**REQUIRED ACTION**
From the records below, state how many lines include the word "wooden", giving only that number.

Referring expression data:
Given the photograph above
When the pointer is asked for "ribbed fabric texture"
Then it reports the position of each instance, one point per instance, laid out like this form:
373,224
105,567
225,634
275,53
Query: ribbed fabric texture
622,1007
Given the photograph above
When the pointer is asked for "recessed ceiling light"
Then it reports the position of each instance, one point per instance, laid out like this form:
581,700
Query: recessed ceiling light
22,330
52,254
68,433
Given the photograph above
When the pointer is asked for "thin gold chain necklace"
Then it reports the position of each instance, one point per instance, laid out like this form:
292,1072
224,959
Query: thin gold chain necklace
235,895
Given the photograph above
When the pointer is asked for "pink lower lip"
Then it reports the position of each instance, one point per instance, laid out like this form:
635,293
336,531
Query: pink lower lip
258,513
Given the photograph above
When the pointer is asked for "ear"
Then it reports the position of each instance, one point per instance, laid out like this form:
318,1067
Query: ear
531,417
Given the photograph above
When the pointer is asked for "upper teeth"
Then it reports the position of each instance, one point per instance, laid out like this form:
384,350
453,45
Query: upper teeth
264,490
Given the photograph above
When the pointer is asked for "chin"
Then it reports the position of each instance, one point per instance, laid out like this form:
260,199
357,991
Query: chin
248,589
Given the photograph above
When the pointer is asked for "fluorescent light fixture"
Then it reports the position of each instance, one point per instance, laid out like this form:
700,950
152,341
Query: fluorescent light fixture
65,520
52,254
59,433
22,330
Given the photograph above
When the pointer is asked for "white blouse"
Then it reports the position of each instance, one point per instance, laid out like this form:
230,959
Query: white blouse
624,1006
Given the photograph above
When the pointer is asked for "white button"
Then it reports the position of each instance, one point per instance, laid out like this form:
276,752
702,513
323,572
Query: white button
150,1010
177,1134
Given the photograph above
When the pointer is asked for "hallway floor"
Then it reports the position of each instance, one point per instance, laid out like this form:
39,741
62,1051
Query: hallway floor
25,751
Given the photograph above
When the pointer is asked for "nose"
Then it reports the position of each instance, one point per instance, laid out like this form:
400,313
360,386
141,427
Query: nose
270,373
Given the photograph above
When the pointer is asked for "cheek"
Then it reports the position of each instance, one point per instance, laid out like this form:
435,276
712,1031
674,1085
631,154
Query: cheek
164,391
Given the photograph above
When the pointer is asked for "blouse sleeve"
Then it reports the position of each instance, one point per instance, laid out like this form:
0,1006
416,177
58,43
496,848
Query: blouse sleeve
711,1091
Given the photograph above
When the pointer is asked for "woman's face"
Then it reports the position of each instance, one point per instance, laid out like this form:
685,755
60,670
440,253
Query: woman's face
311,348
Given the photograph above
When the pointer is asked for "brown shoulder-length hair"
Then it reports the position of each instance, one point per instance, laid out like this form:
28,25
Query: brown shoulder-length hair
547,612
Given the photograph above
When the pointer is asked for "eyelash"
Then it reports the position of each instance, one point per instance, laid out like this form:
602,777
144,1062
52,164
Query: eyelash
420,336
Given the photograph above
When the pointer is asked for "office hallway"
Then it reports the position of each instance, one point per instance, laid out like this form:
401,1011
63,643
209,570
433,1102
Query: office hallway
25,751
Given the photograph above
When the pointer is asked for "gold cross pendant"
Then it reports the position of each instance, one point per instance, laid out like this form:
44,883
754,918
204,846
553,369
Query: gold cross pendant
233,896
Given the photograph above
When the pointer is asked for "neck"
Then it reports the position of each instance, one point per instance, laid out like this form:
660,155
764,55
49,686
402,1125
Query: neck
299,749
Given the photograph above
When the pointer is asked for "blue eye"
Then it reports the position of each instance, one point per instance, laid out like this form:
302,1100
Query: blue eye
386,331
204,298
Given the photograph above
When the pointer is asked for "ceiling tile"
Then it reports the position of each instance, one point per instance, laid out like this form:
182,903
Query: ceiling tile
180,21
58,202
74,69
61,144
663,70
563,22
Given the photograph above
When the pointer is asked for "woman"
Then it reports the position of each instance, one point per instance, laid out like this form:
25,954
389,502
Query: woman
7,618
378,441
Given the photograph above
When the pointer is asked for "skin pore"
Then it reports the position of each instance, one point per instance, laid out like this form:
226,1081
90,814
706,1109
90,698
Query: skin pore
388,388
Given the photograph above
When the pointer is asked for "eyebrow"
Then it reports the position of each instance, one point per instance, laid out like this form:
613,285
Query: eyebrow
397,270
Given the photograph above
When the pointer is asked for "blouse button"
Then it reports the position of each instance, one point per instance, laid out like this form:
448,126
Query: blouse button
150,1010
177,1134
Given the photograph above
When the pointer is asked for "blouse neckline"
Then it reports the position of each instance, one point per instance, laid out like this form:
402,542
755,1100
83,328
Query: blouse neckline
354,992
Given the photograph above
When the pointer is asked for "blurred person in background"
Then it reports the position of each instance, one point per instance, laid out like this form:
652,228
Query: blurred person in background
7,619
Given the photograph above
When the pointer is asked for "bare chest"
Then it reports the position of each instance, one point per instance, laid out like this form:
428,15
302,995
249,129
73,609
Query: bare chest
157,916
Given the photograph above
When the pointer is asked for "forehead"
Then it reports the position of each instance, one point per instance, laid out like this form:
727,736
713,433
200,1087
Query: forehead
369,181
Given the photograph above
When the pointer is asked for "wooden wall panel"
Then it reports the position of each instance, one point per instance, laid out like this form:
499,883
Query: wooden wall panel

**OUTPUT**
2